## EXCERPTED PASSAGE
- - -

As we know, the courts have been able to make wise and sensitive judgments based on the balance of the material available—the material that was available historically and that is available currently. Lord Pannick’s amendment would allow the courts to continue to behave in that measured and responsive way and to take full account of the fact that a conviction has been quashed, but the issue of compensation does not flow automatically from that; it relates to testing whether or not the evidence, had it been available the first time, would have undermined the original conviction. That seems reasonable to me, because it rests on what would have been reasonable for a court to decide, and on the judicial system having confidence in its norms, practices, assumptions and presumptions. It would not rely on anybody else having to discharge an inordinate burden of proof of their innocence—of whether they had committed an offence, if it was known to have been committed, or of whether they committed an offence that might not be known and not even fully proven, because whether or not it was committed and who was involved in the conspiracy could be a matter of conjecture.

I would also like to point out that victims of miscarriages of justice have not only been offended and insulted by the way the Government brought forward their original clause and their clumsy amendment in lieu; they are also clear that the issue has never been simply about compensation alone. Indeed, I am very conscious that, along with Gerry Conlon and other victims of miscarriages of justice, and along with the hon. Member for Hayes and Harlington and others, we worked with the Ministry of Justice in the previous Parliament to try to provide some other remedies and support for victims of miscarriages

of justice. As the Minister said, people who have been wrongly convicted face enormous challenges in putting their lives back together.

- - -

## AVAILABLE DATA
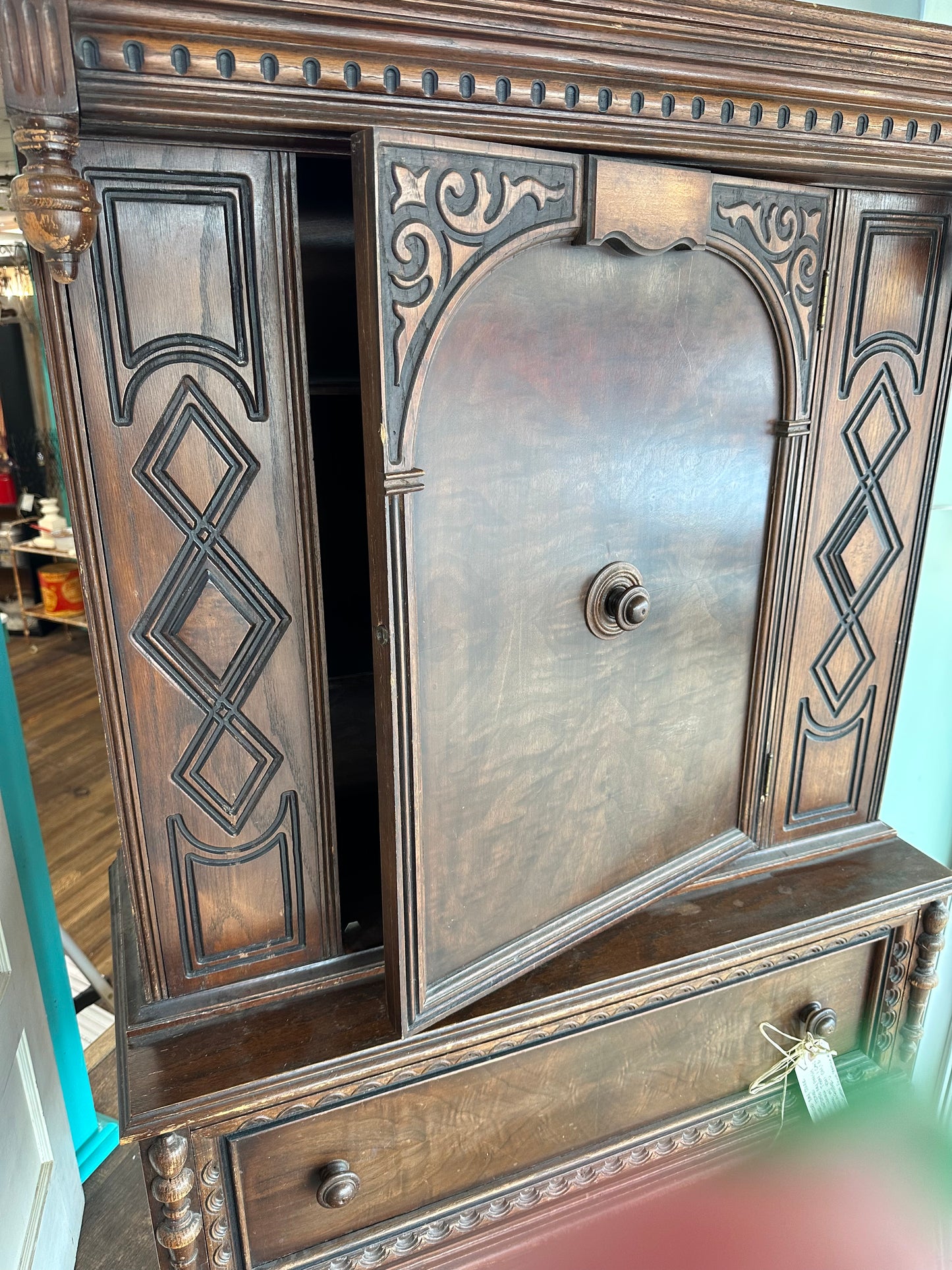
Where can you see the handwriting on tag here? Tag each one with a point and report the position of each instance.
(820, 1086)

- - -

## EXERCISE DIRECTIONS
Extend the parliamentary speech on compensation for miscarriages of justice, starting after its final sentence. The material comes from a different source than the text.

## TASK OUTPUT
However, those victims of miscarriages of justice are not given the sort of psychological support and remedial therapy that the Government rightly make available to released hostages, for example; to those who have had dire experiences while serving abroad in the military or potentially in custody; or to those who have been held hostage in civilian situations or as volunteers overseas. In those cases, highly specialised support and treatment is made available, yet the traumas and the adjustments that they have to try to make are very similar to those of victims of deep miscarriages of justice and a harrowing time in prison, perhaps because of the nature of the offence for which they were charged and the nature of the treatment they received, and not just from prison authorities, but from the prison population.

I ask the Minister, in moving beyond the immediate detail of the Bill, as well as in considering compensation, which I believe the Government are misaddressing in their amendment in lieu to the reasonable Lords amendment, to look to the other issues, because if he is saying that compensation should not be the only answer and the only thing we are thinking about, what other answer are the Government providing, because they have failed to move forward on the measures examined by the previous Government?

I find it hard to take seriously anything he said today, because he still cannot explain the difference, and exactly the import of that difference, between what he is offering in his original clause and the amendment in lieu. The reality is that the only real difference—the valid and important difference—is that which is contained in the Lords amendment. That is why the House should agree to Lords amendment 112.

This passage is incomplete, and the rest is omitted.